*Textauszug*
<<<<

Köln – Schläft Tom Buhrow in ARD-Bettwäsche? Diese Frage konnte sich stellen, wer an einem Samstag im Mai an der Auftaktveranstaltung des ARD-Zukunftsdialogs teilnahm. Zumindest malte ihn so der Karikaturist, den der Senderverbund eigens angeheuert für die digitale Konferenz. Doch um den WDR-Intendanten und ARD-Vorsitzenden ging es ansonsten nur am Rande. Denn Buhrow war gekommen, um zu schweigen. Oder besser: um zuzuhören.

Das ist die Idee des Zukunftsdialogs, den die ARD mit viel Aufwand betreibt. Drei Mitarbeiter aus der ARD-Kommunikation kümmern sich hauptamtlich um das Projekt, viele weitere sind daran beteiligt. Zudem arbeitet die ARD mit externen Experten zusammen. Eine niedrige sechsstellige Summe investiert sie in den Versuch, näher an ihr Publikum heranzukommen.

In Zeiten, in denen heftig über die Höhe des Rundfunkbeitrags gestritten wird und nicht wenige den Öffentlich-Rechtlichen ihre Existenzberechtigung gleich ganz absprechen, will der Verbund aus neun Anstalten denen zuhören, die sie bezahlen. Aus den Sendern werden für ein paar Stunden Empfänger.

>>>>

*Datensätze*
<<<<

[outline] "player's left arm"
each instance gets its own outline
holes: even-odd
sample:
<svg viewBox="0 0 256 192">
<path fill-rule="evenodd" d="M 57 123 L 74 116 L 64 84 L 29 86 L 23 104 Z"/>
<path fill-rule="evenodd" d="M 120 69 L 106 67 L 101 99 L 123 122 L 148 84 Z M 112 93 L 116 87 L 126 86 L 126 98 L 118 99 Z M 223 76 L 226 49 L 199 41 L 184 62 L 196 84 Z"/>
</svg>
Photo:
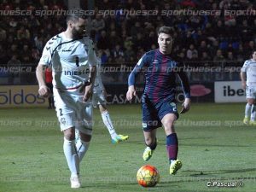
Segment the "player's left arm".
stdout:
<svg viewBox="0 0 256 192">
<path fill-rule="evenodd" d="M 87 102 L 89 99 L 91 98 L 93 94 L 93 87 L 94 87 L 94 82 L 96 76 L 96 55 L 95 53 L 95 49 L 93 45 L 93 42 L 91 41 L 90 44 L 89 44 L 89 50 L 88 50 L 88 62 L 90 65 L 90 73 L 89 73 L 89 81 L 87 82 L 87 84 L 85 85 L 85 91 L 84 95 L 83 101 Z"/>
<path fill-rule="evenodd" d="M 183 108 L 180 113 L 184 113 L 189 110 L 190 105 L 191 105 L 190 86 L 189 86 L 189 78 L 183 68 L 181 68 L 181 70 L 178 70 L 177 74 L 180 78 L 182 87 L 183 87 L 183 90 L 184 92 L 184 96 L 185 96 L 185 101 L 182 105 Z"/>
</svg>

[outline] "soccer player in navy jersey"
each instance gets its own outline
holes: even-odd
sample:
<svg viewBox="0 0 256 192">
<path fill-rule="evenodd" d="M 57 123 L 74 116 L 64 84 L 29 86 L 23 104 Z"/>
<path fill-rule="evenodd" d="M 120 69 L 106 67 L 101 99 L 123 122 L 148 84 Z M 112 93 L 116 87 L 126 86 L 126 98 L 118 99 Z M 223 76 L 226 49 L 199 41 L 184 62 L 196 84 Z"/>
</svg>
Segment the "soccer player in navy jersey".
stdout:
<svg viewBox="0 0 256 192">
<path fill-rule="evenodd" d="M 170 174 L 176 174 L 182 167 L 177 159 L 178 142 L 174 122 L 178 118 L 175 95 L 176 77 L 179 76 L 185 96 L 181 113 L 190 108 L 190 89 L 183 66 L 173 60 L 172 55 L 172 31 L 162 26 L 158 32 L 159 49 L 144 54 L 131 73 L 128 79 L 126 98 L 131 101 L 136 96 L 135 80 L 139 72 L 145 76 L 145 88 L 143 95 L 143 128 L 147 148 L 143 160 L 148 160 L 157 146 L 156 128 L 164 126 L 166 135 L 166 151 L 170 162 Z"/>
</svg>

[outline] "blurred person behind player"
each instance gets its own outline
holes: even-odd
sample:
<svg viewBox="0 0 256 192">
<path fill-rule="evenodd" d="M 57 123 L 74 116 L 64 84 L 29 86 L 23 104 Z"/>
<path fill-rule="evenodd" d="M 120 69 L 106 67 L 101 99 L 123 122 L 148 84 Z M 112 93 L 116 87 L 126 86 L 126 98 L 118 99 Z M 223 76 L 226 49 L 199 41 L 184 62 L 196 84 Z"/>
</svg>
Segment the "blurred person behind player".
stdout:
<svg viewBox="0 0 256 192">
<path fill-rule="evenodd" d="M 241 86 L 246 90 L 247 103 L 245 107 L 245 125 L 256 125 L 256 50 L 252 53 L 252 59 L 245 61 L 241 69 Z"/>
<path fill-rule="evenodd" d="M 178 142 L 174 122 L 178 118 L 176 105 L 176 76 L 183 84 L 185 101 L 182 113 L 190 108 L 190 88 L 186 73 L 171 55 L 173 38 L 172 29 L 162 26 L 158 32 L 159 49 L 147 52 L 138 61 L 128 79 L 126 98 L 131 101 L 136 96 L 135 80 L 137 74 L 143 71 L 145 88 L 143 94 L 143 128 L 147 145 L 143 158 L 148 160 L 157 146 L 156 130 L 164 126 L 166 135 L 166 151 L 170 163 L 170 174 L 176 174 L 182 167 L 177 159 Z M 177 69 L 177 70 L 176 70 Z"/>
<path fill-rule="evenodd" d="M 110 134 L 112 143 L 118 143 L 119 142 L 127 140 L 129 137 L 118 135 L 110 119 L 110 115 L 107 108 L 107 91 L 103 85 L 101 75 L 101 58 L 97 57 L 96 77 L 93 88 L 92 104 L 94 108 L 99 106 L 103 123 Z M 79 140 L 78 131 L 76 131 L 76 139 Z"/>
<path fill-rule="evenodd" d="M 67 30 L 49 39 L 37 67 L 40 96 L 48 96 L 44 67 L 52 66 L 55 111 L 64 134 L 63 150 L 71 172 L 71 188 L 80 188 L 79 162 L 84 156 L 92 133 L 90 102 L 96 76 L 96 56 L 92 41 L 83 37 L 86 19 L 73 10 L 67 17 Z M 75 144 L 75 129 L 80 133 Z"/>
</svg>

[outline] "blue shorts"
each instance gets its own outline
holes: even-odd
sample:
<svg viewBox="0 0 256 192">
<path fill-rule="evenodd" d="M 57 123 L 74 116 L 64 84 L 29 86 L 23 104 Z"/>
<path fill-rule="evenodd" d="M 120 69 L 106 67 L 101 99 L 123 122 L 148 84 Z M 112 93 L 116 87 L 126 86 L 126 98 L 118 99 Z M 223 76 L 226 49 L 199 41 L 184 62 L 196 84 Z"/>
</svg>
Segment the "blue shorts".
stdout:
<svg viewBox="0 0 256 192">
<path fill-rule="evenodd" d="M 166 114 L 174 113 L 178 119 L 177 105 L 173 101 L 152 102 L 148 98 L 143 99 L 143 128 L 144 131 L 150 131 L 162 126 L 161 119 Z"/>
</svg>

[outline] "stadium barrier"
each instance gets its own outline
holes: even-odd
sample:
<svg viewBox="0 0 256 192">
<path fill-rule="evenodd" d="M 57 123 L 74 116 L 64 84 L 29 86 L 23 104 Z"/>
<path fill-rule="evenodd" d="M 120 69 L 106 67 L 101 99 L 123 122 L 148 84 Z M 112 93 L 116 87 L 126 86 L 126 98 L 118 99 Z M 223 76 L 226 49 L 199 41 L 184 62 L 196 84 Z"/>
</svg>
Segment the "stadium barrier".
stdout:
<svg viewBox="0 0 256 192">
<path fill-rule="evenodd" d="M 48 106 L 47 98 L 38 91 L 38 85 L 0 85 L 0 108 Z"/>
</svg>

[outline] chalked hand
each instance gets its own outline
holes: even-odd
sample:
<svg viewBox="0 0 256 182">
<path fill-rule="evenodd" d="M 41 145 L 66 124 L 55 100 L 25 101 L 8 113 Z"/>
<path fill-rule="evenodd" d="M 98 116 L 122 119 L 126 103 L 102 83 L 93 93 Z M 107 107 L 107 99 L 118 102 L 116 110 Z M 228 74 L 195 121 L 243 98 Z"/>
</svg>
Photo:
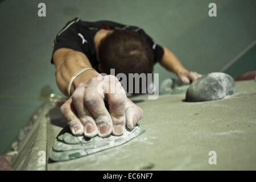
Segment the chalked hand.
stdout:
<svg viewBox="0 0 256 182">
<path fill-rule="evenodd" d="M 187 70 L 180 72 L 177 76 L 179 79 L 183 83 L 189 84 L 197 78 L 202 76 L 202 75 L 199 74 L 197 72 L 190 72 Z"/>
<path fill-rule="evenodd" d="M 108 101 L 109 111 L 104 101 Z M 60 111 L 74 135 L 84 134 L 89 138 L 120 135 L 125 126 L 132 129 L 143 115 L 112 75 L 94 77 L 80 83 Z"/>
</svg>

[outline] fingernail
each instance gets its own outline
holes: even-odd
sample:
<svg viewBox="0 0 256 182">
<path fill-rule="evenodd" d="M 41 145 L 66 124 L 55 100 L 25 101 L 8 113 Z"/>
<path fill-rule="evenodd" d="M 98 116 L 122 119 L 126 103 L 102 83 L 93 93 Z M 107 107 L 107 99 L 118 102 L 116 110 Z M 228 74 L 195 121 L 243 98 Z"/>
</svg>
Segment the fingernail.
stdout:
<svg viewBox="0 0 256 182">
<path fill-rule="evenodd" d="M 137 123 L 137 117 L 136 117 L 136 115 L 134 115 L 133 118 L 133 127 L 135 127 L 136 126 Z"/>
<path fill-rule="evenodd" d="M 117 126 L 115 127 L 115 132 L 118 134 L 123 133 L 123 127 L 122 126 Z"/>
<path fill-rule="evenodd" d="M 92 123 L 86 125 L 86 133 L 92 133 L 95 130 L 95 127 Z"/>
<path fill-rule="evenodd" d="M 80 133 L 82 133 L 83 129 L 80 126 L 76 126 L 72 129 L 72 130 L 73 130 L 73 134 L 80 134 Z"/>
<path fill-rule="evenodd" d="M 81 129 L 81 127 L 79 126 L 77 126 L 75 127 L 75 132 L 77 132 Z"/>
<path fill-rule="evenodd" d="M 106 124 L 101 124 L 100 126 L 100 132 L 102 134 L 107 133 L 109 130 L 109 126 Z"/>
</svg>

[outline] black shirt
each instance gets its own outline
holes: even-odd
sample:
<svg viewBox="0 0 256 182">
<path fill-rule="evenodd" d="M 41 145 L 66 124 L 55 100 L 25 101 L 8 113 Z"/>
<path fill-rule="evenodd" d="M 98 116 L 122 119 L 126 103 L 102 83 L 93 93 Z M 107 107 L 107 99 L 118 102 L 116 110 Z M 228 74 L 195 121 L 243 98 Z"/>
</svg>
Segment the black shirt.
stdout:
<svg viewBox="0 0 256 182">
<path fill-rule="evenodd" d="M 151 37 L 138 27 L 107 20 L 85 22 L 78 18 L 68 22 L 56 36 L 52 55 L 55 51 L 61 48 L 68 48 L 81 52 L 87 56 L 93 68 L 98 71 L 94 38 L 96 32 L 101 28 L 127 30 L 135 32 L 152 48 L 155 63 L 160 61 L 163 56 L 163 48 L 156 44 Z M 51 62 L 53 64 L 52 56 Z"/>
</svg>

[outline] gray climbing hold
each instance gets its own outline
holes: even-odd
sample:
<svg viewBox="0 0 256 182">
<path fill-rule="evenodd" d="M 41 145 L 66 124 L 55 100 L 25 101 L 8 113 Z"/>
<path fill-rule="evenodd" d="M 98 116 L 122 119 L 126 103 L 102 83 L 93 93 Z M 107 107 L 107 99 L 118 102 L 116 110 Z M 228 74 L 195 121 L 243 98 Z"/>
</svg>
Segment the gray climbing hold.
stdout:
<svg viewBox="0 0 256 182">
<path fill-rule="evenodd" d="M 200 102 L 221 99 L 235 92 L 236 83 L 229 75 L 211 73 L 193 81 L 186 93 L 185 101 Z"/>
</svg>

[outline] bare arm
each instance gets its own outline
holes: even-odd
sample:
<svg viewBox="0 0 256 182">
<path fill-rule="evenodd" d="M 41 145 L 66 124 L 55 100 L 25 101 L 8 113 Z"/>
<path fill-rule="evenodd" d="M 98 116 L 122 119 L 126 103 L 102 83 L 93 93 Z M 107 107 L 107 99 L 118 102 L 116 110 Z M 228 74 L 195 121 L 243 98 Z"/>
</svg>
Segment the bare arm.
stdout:
<svg viewBox="0 0 256 182">
<path fill-rule="evenodd" d="M 164 55 L 160 64 L 169 71 L 177 75 L 179 78 L 185 84 L 189 84 L 190 80 L 194 81 L 201 75 L 196 72 L 189 72 L 185 69 L 177 57 L 166 47 L 163 47 Z"/>
<path fill-rule="evenodd" d="M 53 62 L 56 67 L 55 76 L 60 90 L 68 96 L 68 86 L 70 79 L 79 71 L 85 68 L 92 68 L 88 59 L 84 53 L 69 48 L 60 48 L 53 54 Z M 97 76 L 98 73 L 89 69 L 77 77 L 73 81 L 71 94 L 81 82 L 88 81 Z"/>
<path fill-rule="evenodd" d="M 92 68 L 84 53 L 68 48 L 55 51 L 53 61 L 57 84 L 66 96 L 71 78 L 83 68 Z M 72 96 L 60 107 L 75 135 L 84 134 L 89 138 L 97 135 L 106 137 L 111 134 L 120 135 L 126 126 L 132 129 L 142 117 L 142 110 L 127 98 L 115 76 L 97 77 L 98 75 L 89 69 L 76 77 L 71 88 Z M 109 88 L 112 86 L 119 92 L 109 93 Z M 108 101 L 109 110 L 105 107 L 105 98 Z"/>
</svg>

>>>>

*Aufgabe 1*
Schreib aus dem Textauszug über den ARD-Zukunftsdialog die Stelle von "Das ist die" bis einschließlich "ihr Publikum heranzukommen." wortgetreu ab.
*Aufgabe 2*
Nenne alle Wörter aus dem Textauszug über den ARD-Zukunftsdialog, die mit „ARD-“ beginnen, in der Form, in der sie dort stehen.

*Richtige Lösung 1*
Das ist die Idee des Zukunftsdialogs, den die ARD mit viel Aufwand betreibt. Drei Mitarbeiter aus der ARD-Kommunikation kümmern sich hauptamtlich um das Projekt, viele weitere sind daran beteiligt. Zudem arbeitet die ARD mit externen Experten zusammen. Eine niedrige sechsstellige Summe investiert sie in den Versuch, näher an ihr Publikum heranzukommen.

*Richtige Lösung 2*
ARD-Bettwäsche, ARD-Zukunftsdialogs, ARD-Vorsitzenden, ARD-Kommunikation